• **HOW TO COMPLETE THIS TASK**:
Please transcribe the data that follows exactly as given, leaving out every picture.

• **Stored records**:

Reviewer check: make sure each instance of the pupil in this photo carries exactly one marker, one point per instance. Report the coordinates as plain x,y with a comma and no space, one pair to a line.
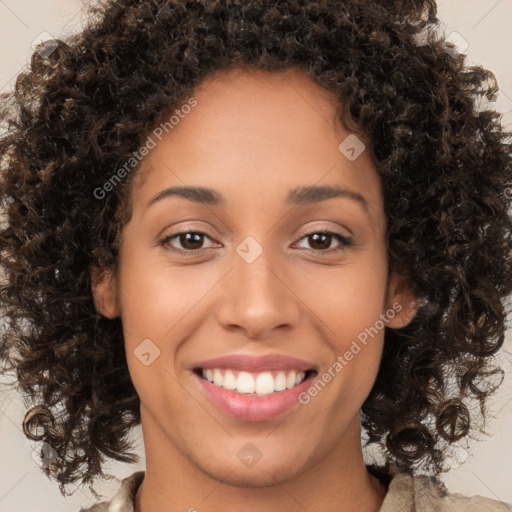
186,240
324,236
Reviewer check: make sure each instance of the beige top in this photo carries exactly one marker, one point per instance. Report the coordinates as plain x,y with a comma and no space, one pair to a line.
405,494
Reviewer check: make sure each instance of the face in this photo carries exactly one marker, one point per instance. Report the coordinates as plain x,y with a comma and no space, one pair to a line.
280,282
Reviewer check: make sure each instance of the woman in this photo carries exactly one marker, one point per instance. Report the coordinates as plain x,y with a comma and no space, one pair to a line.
255,228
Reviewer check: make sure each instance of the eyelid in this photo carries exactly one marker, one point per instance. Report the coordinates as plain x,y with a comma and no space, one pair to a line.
343,240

• **REPLY**:
Reviewer check: make sure each instance of the pupil in this photo carries exactly one marker, one point per instance. Report the coordinates as plain x,y with a comma and no space, one pair to a line.
186,240
324,236
Reviewer check: make sure each instance of the beige top in this photo carries exactly one marker, one point per instance. Report the coordinates as plain x,y with a comma and no space, one pair to a line.
405,494
Reviewer check: make sure each instance of the face in this photo carries exactly one marker, one point per instance. Report the coordinates as plain x,y with a comma and no space, one pair to a line.
280,282
Reviewer check: make sure each instance of the woman in this photo carries exactly one marker, one point per instance. Report the coordinates as plain x,y with a comma and no space, one pair to a line.
255,228
Reviewer check: make sure each instance of the eyelid in this photo carries exactly one marker, one point per instance. Report the coordinates as plain x,y with a comma and no space, one pair to a line.
343,240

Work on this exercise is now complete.